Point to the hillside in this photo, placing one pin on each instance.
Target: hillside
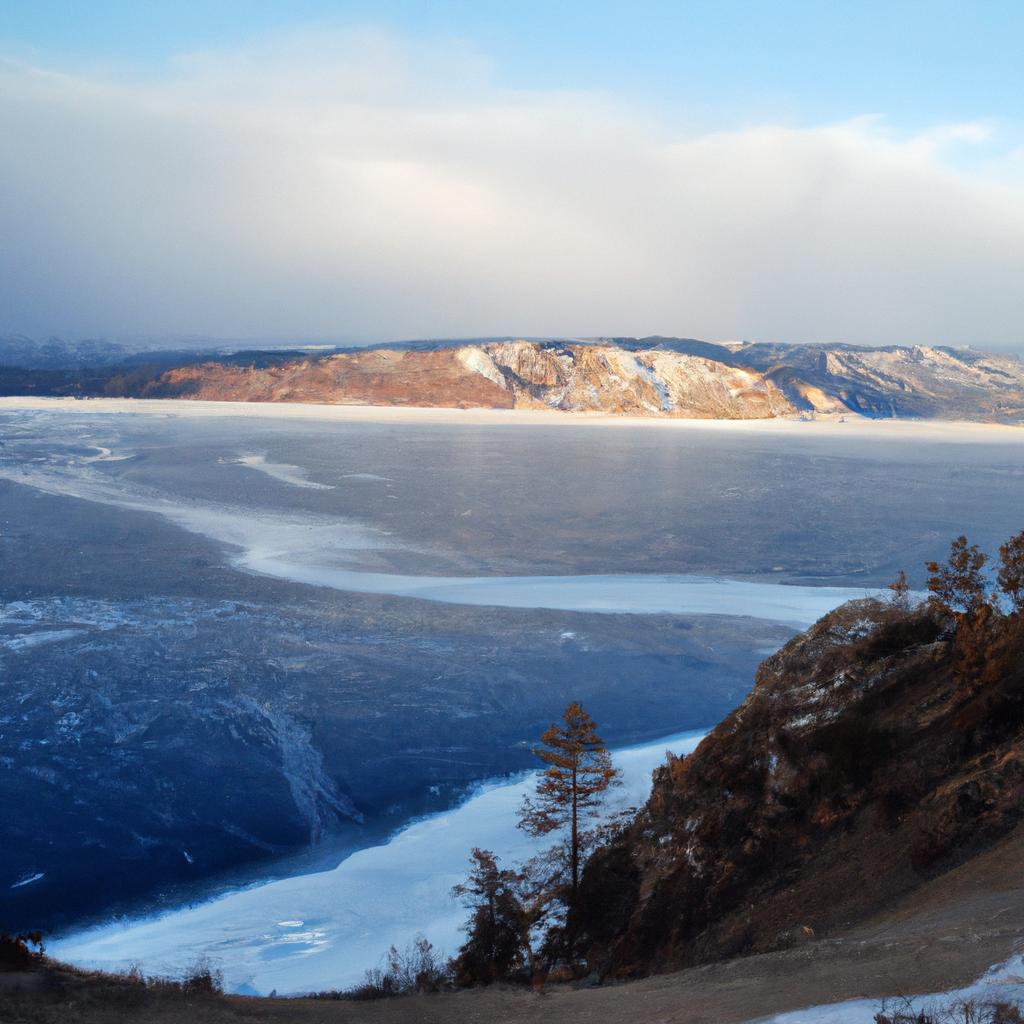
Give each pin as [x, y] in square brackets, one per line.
[646, 377]
[877, 751]
[851, 830]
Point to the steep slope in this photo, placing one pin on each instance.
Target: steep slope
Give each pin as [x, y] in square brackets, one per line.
[636, 377]
[869, 757]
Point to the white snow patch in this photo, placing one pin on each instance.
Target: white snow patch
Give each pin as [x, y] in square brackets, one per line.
[348, 915]
[478, 361]
[287, 473]
[1005, 982]
[29, 879]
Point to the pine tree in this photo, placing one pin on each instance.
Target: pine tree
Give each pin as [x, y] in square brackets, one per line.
[569, 792]
[1011, 574]
[493, 950]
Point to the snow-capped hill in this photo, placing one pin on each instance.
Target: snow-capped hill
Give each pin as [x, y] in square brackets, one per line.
[633, 377]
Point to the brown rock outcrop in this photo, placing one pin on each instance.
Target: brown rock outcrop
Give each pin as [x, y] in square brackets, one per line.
[861, 764]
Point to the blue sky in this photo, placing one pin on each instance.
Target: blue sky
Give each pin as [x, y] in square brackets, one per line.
[786, 171]
[915, 62]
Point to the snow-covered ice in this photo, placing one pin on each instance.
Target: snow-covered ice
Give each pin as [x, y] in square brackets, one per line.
[677, 595]
[317, 550]
[321, 931]
[287, 473]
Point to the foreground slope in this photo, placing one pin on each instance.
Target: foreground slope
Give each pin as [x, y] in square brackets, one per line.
[876, 751]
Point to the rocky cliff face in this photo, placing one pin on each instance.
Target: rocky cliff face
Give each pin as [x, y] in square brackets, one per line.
[868, 757]
[651, 377]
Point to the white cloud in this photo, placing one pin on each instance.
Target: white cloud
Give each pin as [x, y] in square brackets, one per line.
[344, 184]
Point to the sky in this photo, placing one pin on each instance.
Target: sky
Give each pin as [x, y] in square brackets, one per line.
[359, 172]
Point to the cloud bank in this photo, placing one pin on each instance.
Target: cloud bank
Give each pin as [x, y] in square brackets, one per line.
[351, 185]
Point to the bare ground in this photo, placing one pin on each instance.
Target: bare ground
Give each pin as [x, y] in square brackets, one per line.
[942, 936]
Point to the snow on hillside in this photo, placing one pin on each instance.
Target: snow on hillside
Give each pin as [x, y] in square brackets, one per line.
[1001, 983]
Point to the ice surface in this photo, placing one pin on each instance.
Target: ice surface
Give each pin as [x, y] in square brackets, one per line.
[285, 472]
[678, 595]
[321, 931]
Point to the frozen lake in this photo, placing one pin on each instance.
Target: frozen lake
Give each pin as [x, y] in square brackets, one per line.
[322, 931]
[358, 614]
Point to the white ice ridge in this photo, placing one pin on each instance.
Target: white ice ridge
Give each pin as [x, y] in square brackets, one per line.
[283, 471]
[314, 550]
[315, 932]
[675, 595]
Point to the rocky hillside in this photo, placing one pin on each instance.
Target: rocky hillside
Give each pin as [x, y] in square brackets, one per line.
[647, 377]
[876, 751]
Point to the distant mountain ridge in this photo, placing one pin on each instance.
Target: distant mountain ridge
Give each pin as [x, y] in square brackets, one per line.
[657, 377]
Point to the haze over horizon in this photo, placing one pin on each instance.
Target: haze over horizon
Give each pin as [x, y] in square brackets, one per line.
[349, 173]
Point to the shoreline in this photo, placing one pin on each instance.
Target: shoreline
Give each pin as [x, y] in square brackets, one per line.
[958, 430]
[322, 929]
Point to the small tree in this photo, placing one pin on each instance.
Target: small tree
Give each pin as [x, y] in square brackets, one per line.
[899, 596]
[958, 586]
[1011, 574]
[494, 948]
[569, 792]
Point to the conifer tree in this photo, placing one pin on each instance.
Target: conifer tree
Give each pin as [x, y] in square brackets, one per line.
[1011, 574]
[569, 791]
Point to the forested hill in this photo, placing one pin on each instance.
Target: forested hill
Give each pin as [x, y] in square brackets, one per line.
[659, 377]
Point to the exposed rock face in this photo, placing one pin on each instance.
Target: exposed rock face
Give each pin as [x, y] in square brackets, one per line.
[652, 377]
[861, 763]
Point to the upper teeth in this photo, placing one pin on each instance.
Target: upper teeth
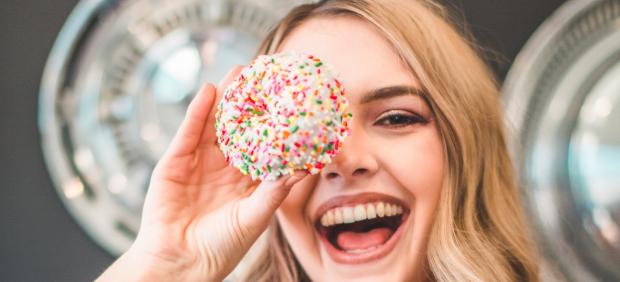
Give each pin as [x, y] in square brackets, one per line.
[359, 212]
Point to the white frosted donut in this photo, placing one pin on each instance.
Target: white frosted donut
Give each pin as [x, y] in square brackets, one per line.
[284, 112]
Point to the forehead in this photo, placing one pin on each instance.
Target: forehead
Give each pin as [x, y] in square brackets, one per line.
[362, 57]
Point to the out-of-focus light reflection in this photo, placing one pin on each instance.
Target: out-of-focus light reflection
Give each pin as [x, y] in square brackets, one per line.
[150, 132]
[117, 183]
[176, 77]
[73, 188]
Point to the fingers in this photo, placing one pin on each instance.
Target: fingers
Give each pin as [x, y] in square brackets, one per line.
[199, 120]
[256, 211]
[191, 130]
[221, 88]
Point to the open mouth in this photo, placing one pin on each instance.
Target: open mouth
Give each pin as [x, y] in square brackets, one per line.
[360, 233]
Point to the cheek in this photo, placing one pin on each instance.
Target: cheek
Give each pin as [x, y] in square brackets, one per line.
[296, 227]
[417, 162]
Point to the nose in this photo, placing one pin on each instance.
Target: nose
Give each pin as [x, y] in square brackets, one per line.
[354, 161]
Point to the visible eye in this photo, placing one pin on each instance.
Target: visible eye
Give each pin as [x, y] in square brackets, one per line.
[399, 119]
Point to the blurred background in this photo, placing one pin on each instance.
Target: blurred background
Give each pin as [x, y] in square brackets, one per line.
[77, 143]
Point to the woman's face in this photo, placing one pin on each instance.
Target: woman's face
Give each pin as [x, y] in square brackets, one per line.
[393, 157]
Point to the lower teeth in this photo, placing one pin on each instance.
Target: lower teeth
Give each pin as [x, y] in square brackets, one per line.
[360, 251]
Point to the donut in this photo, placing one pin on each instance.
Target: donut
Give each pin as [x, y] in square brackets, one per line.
[284, 112]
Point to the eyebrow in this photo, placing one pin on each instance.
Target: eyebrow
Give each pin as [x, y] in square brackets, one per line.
[391, 92]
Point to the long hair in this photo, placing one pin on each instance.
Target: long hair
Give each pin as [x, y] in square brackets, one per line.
[480, 232]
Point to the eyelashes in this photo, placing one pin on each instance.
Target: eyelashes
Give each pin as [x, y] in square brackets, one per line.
[399, 119]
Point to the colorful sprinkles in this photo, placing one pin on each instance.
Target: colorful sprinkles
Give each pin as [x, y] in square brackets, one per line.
[284, 112]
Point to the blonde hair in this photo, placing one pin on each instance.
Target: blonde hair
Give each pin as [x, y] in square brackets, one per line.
[480, 232]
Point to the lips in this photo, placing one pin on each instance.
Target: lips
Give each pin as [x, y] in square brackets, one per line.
[360, 228]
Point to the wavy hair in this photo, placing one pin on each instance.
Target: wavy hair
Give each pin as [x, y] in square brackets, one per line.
[480, 232]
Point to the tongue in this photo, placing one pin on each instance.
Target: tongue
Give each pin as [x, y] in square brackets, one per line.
[348, 240]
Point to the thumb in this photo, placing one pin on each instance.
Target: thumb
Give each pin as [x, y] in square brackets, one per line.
[256, 211]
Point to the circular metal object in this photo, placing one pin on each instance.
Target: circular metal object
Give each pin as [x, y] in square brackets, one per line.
[116, 87]
[562, 98]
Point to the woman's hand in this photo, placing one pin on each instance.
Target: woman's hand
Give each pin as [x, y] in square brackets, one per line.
[200, 215]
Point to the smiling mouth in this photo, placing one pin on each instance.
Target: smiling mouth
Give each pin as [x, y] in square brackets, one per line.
[363, 232]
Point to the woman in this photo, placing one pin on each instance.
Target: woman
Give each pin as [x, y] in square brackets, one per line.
[427, 140]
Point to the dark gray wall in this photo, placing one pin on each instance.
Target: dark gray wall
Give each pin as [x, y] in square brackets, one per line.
[39, 241]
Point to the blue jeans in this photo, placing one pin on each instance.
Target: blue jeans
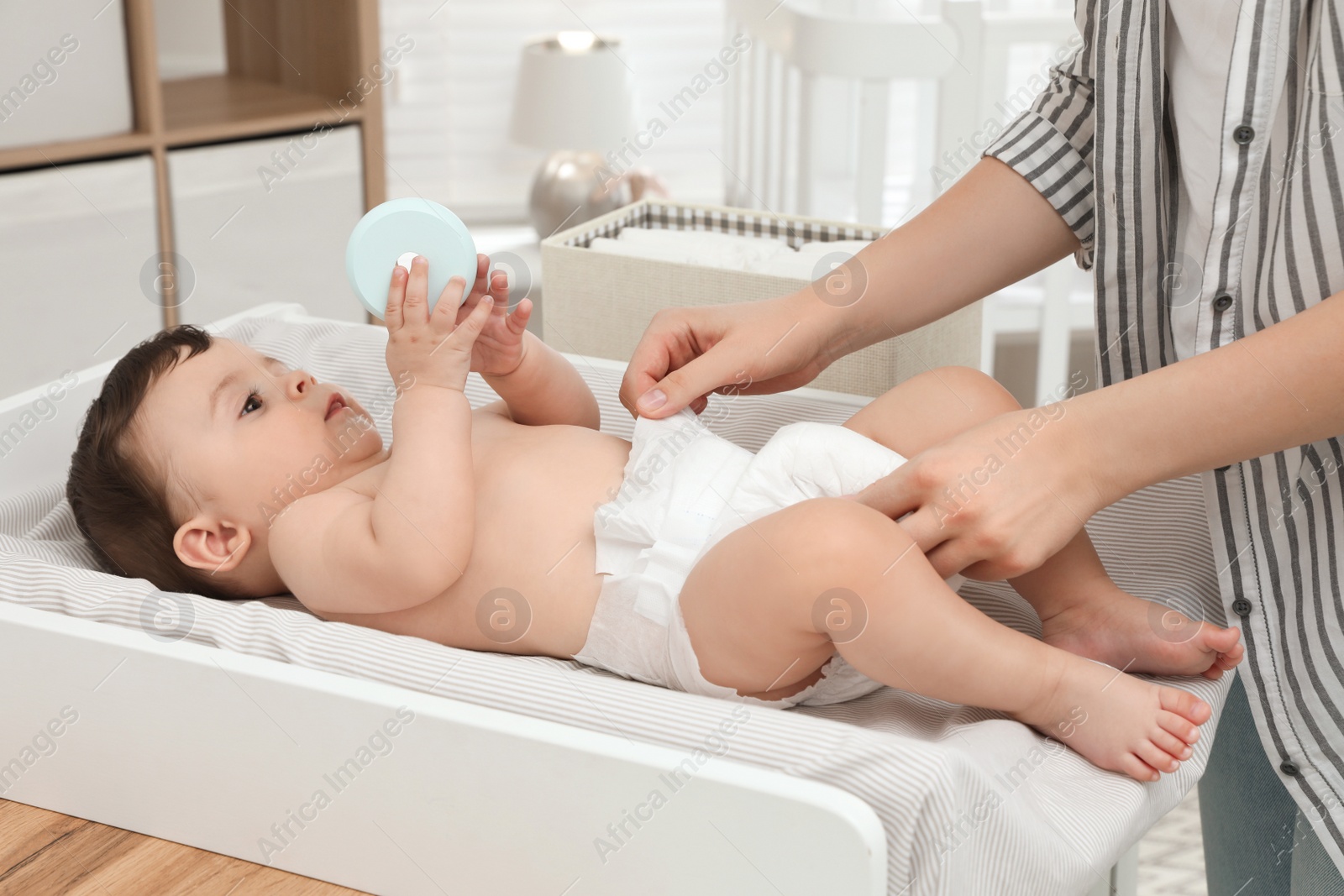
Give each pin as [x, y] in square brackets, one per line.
[1256, 841]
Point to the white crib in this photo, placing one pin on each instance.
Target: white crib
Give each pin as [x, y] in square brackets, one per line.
[785, 144]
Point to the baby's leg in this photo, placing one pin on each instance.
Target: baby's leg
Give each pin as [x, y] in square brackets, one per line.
[1079, 607]
[757, 605]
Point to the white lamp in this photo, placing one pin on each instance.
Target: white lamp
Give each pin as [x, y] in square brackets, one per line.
[575, 98]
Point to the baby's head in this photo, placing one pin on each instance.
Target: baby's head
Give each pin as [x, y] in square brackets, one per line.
[194, 448]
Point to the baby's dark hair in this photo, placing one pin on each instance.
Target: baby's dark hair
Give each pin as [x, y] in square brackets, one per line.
[120, 501]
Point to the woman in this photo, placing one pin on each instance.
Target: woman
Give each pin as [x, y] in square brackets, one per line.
[1187, 155]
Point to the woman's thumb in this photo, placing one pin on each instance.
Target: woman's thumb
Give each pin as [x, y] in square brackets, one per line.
[680, 387]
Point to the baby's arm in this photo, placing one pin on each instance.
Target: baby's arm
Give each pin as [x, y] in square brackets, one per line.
[339, 551]
[546, 389]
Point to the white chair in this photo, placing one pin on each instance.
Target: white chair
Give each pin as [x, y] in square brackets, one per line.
[961, 56]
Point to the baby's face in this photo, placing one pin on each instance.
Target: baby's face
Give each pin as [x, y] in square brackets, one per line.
[239, 426]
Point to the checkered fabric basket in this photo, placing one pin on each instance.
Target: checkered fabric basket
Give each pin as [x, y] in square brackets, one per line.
[600, 304]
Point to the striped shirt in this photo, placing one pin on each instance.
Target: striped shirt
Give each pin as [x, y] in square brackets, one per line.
[1195, 154]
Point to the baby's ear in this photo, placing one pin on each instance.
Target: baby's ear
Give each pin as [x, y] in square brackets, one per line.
[212, 544]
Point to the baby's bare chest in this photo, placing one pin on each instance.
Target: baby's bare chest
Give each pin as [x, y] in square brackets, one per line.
[533, 548]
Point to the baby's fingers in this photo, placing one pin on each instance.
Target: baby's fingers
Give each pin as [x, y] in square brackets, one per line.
[396, 295]
[414, 308]
[475, 322]
[449, 304]
[517, 320]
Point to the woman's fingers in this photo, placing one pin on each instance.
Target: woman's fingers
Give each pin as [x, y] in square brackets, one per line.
[396, 295]
[669, 362]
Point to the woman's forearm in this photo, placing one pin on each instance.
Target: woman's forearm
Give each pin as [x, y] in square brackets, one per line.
[990, 230]
[1272, 390]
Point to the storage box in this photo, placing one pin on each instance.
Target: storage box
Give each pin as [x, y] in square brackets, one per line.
[62, 71]
[600, 304]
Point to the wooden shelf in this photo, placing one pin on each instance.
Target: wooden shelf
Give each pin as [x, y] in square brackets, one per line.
[228, 107]
[74, 150]
[292, 65]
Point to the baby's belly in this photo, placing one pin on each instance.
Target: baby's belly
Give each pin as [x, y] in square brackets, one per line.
[530, 584]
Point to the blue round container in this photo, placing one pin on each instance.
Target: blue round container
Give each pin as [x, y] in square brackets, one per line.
[398, 228]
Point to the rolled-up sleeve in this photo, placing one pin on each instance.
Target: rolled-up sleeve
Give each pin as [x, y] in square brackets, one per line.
[1052, 145]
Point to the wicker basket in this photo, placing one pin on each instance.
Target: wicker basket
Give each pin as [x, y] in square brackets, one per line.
[600, 304]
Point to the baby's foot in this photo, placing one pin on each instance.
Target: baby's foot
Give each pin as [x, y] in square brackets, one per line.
[1142, 636]
[1119, 721]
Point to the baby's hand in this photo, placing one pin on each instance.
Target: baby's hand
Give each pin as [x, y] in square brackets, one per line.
[430, 345]
[499, 349]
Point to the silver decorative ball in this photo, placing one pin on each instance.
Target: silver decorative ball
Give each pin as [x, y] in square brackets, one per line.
[573, 187]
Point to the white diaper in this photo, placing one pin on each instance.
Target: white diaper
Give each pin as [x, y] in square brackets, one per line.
[685, 490]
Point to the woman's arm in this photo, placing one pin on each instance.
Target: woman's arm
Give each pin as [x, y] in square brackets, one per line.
[1276, 389]
[999, 499]
[987, 231]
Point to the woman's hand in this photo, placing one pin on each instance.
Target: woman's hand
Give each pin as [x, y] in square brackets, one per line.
[999, 499]
[499, 348]
[748, 348]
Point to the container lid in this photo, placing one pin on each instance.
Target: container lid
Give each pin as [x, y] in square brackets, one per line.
[407, 228]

GIVEN PROBLEM: Only the lines from the one containing "Point to the white diaper" to the end of the listing belong in the output, each reproduced exactly.

FINISHED EXERCISE:
Point to the white diaper in this photo, placing one pin on each instance.
Target: white diaper
Give each pin as [x, y] in square brackets, one per line.
[685, 490]
Point to the woman's arm in this photo, placing one pin on each instance.
Target: woman's arm
Give each pin as [x, y] in square brackets, one per line.
[1276, 389]
[999, 499]
[987, 231]
Point to the woman's hand in this photo, placing one pin on each instance.
Target: woman's hand
Give each pin as [x, y] in square brackets, one per line.
[999, 499]
[499, 348]
[748, 348]
Point to the container lid in this photo, placing one pin on each instance.
Target: container lid
Give each pin as [x, y] in square brackets, one per line.
[407, 228]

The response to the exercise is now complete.